## [Source document]
■ ■ ■ ■
Score card. On the negative side, his company is predatory, anti-competitive and monopolistic. Microsoft’s products are not the best you can get, but by God they will force you to use them anyway. They have driven other companies, both large and small, out of business, even if those other companies made better products. (So much for the market as a force for separating the wheat from the chaff.)
On the plus side he is now, with his wife, a significant philanthropist, mainly focusing on the elimination of rampant diseases like Malaria, TB and HIV/AIDS in Africa. Surely, this is a good thing.
So, does one cancel out the other? Does he become a saint now that he’s a philanthropist? Does the good wipe out the bad? If one does what is generally accepted as a bad thing (and Microsoft continues to defy legislation and decisions in Europe to limit its monopolistic grasp, so they are not exactly repentant or reformed) and then also does what is perceived as a good thing — helping the poor, supporting institutions of learning, building hospitals — is one forgiven? Should one be forgiven? Is there any connection at all, or should each deed be viewed solely on its own merits?
■ ■ ■ ■
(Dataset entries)

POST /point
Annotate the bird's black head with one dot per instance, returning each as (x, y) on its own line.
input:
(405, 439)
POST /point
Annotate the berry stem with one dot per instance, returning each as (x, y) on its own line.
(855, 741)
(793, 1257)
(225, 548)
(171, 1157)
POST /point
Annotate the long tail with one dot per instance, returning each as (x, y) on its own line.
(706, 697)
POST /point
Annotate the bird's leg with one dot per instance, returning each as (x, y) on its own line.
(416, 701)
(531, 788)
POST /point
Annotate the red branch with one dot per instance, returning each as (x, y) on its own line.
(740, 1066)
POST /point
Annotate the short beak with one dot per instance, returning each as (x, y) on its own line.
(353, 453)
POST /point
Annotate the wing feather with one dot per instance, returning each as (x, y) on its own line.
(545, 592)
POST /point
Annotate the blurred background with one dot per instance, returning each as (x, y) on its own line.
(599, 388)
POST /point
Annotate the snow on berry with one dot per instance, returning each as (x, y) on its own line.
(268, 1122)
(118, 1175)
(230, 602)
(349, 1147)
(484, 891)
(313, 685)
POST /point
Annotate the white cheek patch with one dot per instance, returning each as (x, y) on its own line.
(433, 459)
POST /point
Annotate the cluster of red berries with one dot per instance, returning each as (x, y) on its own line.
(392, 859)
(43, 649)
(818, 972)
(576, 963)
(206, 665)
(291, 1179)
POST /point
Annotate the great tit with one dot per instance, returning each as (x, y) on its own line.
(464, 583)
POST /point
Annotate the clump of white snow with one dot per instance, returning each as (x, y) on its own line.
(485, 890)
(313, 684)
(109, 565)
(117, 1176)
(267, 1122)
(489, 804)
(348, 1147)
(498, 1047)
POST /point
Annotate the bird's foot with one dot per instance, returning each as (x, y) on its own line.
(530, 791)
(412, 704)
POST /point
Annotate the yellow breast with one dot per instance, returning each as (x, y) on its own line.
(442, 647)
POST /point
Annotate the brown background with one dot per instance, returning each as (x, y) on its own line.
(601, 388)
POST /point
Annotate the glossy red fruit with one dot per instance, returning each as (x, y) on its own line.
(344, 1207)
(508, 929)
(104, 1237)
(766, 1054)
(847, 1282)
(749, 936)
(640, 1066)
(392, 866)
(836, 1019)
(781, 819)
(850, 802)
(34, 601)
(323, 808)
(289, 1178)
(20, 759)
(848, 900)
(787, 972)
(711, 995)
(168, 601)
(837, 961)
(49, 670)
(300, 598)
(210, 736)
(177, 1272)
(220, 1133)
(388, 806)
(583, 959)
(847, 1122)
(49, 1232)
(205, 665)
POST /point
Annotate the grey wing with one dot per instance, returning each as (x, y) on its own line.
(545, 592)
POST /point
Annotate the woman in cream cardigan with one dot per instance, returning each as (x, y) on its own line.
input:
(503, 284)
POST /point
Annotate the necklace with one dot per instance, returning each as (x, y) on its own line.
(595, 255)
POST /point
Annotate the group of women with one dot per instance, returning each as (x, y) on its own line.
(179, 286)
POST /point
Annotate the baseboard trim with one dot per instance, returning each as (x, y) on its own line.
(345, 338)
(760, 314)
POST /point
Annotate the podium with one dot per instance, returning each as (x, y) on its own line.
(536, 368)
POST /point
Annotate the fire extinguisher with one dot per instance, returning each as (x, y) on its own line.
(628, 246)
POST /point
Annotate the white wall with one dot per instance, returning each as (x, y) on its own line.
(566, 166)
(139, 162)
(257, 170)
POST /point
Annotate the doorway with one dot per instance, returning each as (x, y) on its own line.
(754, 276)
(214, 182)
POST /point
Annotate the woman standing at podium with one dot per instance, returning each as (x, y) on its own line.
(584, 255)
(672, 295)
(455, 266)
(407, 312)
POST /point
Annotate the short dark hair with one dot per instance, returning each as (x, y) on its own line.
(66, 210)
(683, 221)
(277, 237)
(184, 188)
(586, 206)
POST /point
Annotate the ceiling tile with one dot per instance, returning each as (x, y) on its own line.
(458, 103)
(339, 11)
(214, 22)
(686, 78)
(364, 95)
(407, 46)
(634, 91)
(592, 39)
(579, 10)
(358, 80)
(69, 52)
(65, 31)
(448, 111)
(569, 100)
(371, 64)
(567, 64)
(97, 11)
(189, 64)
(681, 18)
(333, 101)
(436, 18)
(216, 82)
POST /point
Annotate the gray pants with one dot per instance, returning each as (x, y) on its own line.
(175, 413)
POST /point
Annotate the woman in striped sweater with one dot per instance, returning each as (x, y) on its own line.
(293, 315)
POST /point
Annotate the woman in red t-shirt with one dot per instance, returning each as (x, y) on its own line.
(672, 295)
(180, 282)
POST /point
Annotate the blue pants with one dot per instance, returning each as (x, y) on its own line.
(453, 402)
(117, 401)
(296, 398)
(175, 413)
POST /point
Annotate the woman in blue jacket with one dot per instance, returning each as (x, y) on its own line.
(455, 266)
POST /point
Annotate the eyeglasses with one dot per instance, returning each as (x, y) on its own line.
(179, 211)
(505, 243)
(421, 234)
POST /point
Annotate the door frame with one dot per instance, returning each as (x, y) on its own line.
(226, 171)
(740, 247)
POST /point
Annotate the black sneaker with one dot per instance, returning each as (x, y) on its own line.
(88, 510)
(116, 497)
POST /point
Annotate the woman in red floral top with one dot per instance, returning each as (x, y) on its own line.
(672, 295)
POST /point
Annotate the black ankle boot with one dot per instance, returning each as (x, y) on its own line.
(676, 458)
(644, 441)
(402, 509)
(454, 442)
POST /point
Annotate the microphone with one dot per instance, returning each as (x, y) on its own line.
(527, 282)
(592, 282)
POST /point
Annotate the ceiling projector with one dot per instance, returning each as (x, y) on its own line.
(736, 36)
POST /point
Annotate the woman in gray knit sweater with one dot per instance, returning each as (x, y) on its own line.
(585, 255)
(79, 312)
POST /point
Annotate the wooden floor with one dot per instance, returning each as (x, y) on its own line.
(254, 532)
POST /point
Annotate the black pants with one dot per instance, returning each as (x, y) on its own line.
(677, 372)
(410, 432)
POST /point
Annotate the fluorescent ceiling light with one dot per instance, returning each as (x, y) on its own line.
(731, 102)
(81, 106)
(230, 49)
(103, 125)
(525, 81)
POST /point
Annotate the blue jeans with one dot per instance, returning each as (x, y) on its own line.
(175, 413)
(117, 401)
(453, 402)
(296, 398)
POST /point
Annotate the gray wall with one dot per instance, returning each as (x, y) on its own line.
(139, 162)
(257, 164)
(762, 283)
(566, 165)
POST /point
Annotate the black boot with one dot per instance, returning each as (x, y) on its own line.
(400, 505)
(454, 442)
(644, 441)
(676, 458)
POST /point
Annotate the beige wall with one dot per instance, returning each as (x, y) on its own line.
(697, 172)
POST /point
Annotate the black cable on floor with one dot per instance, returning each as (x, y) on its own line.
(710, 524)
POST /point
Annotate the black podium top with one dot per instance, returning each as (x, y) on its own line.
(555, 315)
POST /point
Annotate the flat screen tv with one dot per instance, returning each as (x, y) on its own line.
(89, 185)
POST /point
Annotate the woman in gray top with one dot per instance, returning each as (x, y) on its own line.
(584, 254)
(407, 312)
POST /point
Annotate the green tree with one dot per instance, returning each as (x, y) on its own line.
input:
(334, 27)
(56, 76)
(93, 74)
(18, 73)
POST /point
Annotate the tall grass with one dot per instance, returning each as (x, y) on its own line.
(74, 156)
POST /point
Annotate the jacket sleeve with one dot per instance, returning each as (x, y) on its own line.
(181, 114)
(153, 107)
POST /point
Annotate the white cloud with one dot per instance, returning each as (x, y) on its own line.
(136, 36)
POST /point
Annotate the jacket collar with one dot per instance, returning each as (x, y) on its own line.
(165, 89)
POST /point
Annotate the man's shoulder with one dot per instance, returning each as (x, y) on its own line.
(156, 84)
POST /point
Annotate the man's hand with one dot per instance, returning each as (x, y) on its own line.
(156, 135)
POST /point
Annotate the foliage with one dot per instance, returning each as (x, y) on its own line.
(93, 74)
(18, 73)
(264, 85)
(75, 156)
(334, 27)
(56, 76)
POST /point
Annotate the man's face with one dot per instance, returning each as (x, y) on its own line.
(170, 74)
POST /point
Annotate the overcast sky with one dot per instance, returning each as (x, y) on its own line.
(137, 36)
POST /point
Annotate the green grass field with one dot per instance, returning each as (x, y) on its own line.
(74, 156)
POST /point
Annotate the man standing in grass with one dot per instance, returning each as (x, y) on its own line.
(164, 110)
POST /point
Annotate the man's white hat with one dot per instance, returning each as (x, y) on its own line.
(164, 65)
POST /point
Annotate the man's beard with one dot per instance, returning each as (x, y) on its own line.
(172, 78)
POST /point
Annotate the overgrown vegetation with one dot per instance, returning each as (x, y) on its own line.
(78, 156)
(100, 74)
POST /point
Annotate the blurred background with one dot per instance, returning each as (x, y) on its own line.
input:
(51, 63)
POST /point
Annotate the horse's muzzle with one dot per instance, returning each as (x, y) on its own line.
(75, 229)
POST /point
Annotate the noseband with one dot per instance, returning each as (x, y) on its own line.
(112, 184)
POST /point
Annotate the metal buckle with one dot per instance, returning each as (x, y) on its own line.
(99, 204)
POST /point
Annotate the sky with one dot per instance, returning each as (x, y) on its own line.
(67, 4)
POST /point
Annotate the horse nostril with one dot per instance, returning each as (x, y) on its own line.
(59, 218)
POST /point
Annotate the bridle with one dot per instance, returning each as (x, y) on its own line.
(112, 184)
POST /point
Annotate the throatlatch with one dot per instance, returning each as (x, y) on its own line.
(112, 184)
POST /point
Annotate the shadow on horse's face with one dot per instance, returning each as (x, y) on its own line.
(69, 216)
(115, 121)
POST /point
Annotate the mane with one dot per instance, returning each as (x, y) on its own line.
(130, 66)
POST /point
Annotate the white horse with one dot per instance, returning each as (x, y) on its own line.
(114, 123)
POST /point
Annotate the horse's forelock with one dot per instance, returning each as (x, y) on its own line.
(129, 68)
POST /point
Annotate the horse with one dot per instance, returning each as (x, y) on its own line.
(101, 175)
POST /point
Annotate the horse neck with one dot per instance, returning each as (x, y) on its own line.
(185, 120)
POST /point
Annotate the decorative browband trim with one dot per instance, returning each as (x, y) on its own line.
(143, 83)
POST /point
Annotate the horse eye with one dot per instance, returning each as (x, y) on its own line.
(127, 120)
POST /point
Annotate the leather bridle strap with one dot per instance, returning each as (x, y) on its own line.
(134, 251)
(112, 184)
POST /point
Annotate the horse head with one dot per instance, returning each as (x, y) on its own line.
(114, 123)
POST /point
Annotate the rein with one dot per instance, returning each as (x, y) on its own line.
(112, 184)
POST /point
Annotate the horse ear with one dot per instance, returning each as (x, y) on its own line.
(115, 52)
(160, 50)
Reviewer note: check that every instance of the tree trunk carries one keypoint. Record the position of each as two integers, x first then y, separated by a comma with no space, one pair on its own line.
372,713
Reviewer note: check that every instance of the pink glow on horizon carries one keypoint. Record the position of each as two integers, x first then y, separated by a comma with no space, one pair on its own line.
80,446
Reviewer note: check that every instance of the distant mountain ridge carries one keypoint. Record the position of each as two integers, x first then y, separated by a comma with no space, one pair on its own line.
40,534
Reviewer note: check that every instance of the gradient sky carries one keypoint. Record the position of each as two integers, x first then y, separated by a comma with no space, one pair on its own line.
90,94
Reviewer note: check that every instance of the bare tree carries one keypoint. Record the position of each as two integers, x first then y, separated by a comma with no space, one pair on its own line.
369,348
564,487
■ ■ ■ ■
## [Task to complete]
Using the Microsoft score card above, decide whether each statement agrees with it, and give yes or no with the deciding words quoted from the text. 1. Microsoft's products are described as the best available. 2. The philanthropy mainly targets diseases in Africa. 3. Microsoft has complied with legislation and decisions in Europe.

## [Solution to the exercise]
1. No: "Microsoft’s products are not the best you can get"
2. Yes: "mainly focusing on the elimination of rampant diseases like Malaria, TB and HIV/AIDS in Africa"
3. No: "Microsoft continues to defy legislation and decisions in Europe"